Exercise task 1:
Return, in full, every line of the listing that contains the word "green".

--- begin Extract ---

Member of the Chicago City Council from the 36th ward
- Incumbent
- Assumed office May 18, 2015
- Preceded by: Nicholas Sposato (redistricted)

Personal details
- Born: October 26, 1970 (age 55) Chicago, Illinois, U.S.
- Party: Democratic
- Education: Northeastern Illinois University (BA)

Military service
- Allegiance: United States
- Branch/service: United States Marine Corps
- Unit: 2nd Light Antiaircraft Missile Battalion
- Battles/wars: Gulf War

= Gilbert Villegas =

American politician (born 1970)

Gilbert Villegas (born October 26, 1970) is an American politician. He is a member of the Chicago City Council, serving as alderperson for the city's 36th ward. The 36th ward includes Belmont-Cragin, Galewood, Hermosa, Humboldt Park, Montclare and Portage Park.
 Prior to his election to the Chicago City Council, he served as chief of staff of the Illinois Capital Development Board.

==Political career==

=== Chicago City Council ===
In 2015, Villegas was elected as the 36th ward alderman. He was reelected in 2019 and 2023. He is a member of the following committees; Aviation, Committees, Rules and Ethics, Economic, Capital and Technology Development, Health and Environmental Protection, Pedestrian and Traffic Safety, and Transportation and Public Way. He is also a member of the Chicago City Council Latino Caucus.

Villegas has served on the boards of the Democratic Municipal Officials. the National Association of Latino Elected Officials, and the National League of Cities. He was the Vice Chair of the National League of Cities 2021 Large Cities Council.

In the runoff of the 2019 Chicago mayoral election, Villegas endorsed Lori Lightfoot. During her transition, Lightfoot named Villegas to be her floor leader in the City Council as well as the economic development committee chair.

--- end Extract ---

Exercise task 2:
From the Gilbert Villegas article, reproduce everything from "- Party: Democratic" down to "and Portage Park." verbatim.

--- begin Source records ---

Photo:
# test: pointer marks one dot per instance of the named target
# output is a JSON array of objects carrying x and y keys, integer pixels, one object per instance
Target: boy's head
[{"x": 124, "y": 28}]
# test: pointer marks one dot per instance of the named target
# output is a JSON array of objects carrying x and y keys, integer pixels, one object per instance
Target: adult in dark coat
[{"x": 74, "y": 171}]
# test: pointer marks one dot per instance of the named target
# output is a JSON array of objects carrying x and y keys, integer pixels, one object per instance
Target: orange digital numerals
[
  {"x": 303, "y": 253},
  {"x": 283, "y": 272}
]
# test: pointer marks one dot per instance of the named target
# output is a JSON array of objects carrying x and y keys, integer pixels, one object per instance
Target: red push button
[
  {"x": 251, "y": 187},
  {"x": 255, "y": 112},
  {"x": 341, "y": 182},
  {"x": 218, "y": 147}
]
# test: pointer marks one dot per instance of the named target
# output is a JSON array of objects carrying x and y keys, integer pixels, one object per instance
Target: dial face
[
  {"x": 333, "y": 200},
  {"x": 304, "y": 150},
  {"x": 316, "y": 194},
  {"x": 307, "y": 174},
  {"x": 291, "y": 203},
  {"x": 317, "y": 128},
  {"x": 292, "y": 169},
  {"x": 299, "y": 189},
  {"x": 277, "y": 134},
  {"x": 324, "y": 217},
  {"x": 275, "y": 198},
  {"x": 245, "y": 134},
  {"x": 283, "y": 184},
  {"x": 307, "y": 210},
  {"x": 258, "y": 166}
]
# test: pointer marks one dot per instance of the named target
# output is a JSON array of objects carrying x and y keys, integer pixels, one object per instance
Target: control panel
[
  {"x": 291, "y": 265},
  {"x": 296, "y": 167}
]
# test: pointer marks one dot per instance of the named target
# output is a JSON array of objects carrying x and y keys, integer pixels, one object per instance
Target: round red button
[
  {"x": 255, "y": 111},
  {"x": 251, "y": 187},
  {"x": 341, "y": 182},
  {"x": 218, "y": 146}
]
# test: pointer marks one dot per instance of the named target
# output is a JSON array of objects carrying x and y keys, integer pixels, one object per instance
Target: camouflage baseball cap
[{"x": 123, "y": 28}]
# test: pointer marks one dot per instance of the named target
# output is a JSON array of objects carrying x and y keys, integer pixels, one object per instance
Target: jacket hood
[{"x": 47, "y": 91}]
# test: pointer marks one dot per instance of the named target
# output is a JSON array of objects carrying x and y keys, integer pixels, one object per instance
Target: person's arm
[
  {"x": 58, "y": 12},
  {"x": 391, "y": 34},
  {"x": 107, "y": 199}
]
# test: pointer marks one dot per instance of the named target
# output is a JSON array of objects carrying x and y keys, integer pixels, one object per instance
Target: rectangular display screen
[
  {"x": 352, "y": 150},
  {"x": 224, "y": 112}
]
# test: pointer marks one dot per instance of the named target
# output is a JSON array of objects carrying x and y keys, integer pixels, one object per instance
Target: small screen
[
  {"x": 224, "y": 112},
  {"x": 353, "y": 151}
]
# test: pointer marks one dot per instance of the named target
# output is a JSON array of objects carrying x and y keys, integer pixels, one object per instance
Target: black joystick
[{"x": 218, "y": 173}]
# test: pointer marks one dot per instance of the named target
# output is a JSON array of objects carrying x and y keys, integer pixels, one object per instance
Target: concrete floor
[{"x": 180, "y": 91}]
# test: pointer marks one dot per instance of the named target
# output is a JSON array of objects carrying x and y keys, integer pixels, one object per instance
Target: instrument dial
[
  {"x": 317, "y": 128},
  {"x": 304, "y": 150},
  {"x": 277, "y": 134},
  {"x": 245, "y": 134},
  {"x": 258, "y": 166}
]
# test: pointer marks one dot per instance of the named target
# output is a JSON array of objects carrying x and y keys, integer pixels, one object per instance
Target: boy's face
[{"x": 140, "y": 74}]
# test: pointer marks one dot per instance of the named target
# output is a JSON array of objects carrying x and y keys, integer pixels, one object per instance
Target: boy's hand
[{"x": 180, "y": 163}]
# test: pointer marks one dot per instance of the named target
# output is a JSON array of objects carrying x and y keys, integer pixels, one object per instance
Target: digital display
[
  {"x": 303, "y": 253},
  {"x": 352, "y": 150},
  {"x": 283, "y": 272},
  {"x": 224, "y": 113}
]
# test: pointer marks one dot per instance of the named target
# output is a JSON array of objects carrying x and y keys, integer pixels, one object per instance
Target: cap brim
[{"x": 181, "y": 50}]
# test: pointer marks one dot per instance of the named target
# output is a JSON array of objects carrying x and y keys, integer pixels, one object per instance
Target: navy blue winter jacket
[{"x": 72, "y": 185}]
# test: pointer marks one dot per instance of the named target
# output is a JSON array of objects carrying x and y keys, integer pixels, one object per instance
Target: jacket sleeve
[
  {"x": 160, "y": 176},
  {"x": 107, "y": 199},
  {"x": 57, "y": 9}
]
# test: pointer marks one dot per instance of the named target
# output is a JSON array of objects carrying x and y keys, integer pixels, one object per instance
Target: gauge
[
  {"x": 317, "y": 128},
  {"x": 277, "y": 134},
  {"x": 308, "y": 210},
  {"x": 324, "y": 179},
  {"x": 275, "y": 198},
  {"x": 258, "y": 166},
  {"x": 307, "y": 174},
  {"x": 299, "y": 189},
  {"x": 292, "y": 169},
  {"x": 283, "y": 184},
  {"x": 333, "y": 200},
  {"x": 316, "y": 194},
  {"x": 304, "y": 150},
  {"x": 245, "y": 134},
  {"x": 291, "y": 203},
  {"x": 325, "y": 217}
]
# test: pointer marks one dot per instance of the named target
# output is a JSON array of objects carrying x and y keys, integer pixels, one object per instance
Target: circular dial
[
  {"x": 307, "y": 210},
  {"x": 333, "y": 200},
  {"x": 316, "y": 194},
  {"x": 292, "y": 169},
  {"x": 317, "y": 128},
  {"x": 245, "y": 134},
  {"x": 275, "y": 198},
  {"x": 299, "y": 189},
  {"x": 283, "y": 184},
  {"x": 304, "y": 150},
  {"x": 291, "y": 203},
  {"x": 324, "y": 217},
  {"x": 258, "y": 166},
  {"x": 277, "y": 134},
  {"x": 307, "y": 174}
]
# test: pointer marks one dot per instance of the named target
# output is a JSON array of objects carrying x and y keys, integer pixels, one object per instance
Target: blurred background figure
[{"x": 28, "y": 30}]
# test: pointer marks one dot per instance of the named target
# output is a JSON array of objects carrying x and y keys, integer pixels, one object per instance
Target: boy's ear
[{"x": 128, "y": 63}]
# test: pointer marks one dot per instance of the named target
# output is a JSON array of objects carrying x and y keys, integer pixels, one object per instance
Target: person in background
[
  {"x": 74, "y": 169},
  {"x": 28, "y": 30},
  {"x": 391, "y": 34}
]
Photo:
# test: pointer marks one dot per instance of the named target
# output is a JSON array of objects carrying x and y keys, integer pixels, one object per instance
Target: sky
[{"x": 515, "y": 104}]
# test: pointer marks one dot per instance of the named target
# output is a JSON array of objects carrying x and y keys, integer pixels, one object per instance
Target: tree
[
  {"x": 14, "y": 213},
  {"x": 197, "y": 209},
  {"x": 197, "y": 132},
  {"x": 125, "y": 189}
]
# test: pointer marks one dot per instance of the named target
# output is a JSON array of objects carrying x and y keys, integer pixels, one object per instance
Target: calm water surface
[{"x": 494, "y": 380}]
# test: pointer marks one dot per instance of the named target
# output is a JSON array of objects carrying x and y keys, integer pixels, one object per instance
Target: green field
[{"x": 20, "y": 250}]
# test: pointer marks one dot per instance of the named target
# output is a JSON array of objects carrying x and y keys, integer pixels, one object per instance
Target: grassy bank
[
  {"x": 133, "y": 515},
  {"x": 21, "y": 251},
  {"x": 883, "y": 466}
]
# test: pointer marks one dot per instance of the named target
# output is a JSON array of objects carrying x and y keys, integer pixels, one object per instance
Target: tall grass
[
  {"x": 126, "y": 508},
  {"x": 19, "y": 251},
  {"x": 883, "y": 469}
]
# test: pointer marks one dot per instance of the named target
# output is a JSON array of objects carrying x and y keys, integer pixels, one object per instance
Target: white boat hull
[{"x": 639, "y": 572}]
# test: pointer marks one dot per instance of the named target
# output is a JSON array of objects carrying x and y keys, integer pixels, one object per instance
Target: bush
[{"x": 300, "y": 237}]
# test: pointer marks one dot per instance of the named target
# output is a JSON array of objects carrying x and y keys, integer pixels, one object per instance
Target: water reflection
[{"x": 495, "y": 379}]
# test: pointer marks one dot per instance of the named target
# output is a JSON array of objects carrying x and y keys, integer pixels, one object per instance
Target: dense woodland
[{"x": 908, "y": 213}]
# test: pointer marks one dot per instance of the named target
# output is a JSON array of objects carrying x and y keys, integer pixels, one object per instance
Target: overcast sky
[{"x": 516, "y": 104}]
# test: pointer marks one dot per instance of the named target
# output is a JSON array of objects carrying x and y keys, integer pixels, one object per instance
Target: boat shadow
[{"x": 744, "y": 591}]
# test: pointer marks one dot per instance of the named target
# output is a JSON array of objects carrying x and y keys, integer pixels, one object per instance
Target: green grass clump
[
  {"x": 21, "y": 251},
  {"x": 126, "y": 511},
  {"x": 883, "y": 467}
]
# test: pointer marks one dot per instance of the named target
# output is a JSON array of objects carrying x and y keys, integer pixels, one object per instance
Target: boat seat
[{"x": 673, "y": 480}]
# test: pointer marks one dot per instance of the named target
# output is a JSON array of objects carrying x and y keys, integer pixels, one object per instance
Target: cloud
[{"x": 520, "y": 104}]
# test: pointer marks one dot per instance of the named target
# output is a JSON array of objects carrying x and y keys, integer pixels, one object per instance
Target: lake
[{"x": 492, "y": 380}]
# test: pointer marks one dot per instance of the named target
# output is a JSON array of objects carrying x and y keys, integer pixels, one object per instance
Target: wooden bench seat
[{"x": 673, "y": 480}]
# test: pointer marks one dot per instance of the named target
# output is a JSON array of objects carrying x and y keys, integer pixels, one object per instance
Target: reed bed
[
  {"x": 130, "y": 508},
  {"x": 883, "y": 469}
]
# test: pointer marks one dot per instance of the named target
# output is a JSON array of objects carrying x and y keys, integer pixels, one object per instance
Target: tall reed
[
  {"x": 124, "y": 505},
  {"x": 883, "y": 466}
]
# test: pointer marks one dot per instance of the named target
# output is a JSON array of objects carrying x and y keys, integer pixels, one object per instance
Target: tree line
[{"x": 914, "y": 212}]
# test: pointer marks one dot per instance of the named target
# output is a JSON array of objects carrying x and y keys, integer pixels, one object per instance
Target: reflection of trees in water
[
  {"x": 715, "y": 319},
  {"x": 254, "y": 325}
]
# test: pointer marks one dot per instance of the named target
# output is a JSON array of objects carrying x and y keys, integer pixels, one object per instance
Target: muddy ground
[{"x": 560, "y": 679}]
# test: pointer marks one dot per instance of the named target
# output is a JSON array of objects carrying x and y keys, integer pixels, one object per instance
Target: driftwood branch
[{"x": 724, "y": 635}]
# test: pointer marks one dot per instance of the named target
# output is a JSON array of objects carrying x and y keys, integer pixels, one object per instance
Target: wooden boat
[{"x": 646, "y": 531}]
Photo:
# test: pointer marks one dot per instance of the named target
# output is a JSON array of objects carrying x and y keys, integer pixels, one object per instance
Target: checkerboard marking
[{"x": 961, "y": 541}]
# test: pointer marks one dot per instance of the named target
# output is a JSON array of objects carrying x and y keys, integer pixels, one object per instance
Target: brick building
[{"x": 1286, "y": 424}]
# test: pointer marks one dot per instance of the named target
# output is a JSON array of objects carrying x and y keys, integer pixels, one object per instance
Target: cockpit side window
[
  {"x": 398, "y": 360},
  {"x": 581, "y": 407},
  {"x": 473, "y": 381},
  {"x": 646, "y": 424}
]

--- end Source records ---

Correct response 1:
Target: green field
Target: green grass clump

Correct response 2:
- Party: Democratic
- Education: Northeastern Illinois University (BA)

Military service
- Allegiance: United States
- Branch/service: United States Marine Corps
- Unit: 2nd Light Antiaircraft Missile Battalion
- Battles/wars: Gulf War

= Gilbert Villegas =

American politician (born 1970)

Gilbert Villegas (born October 26, 1970) is an American politician. He is a member of the Chicago City Council, serving as alderperson for the city's 36th ward. The 36th ward includes Belmont-Cragin, Galewood, Hermosa, Humboldt Park, Montclare and Portage Park.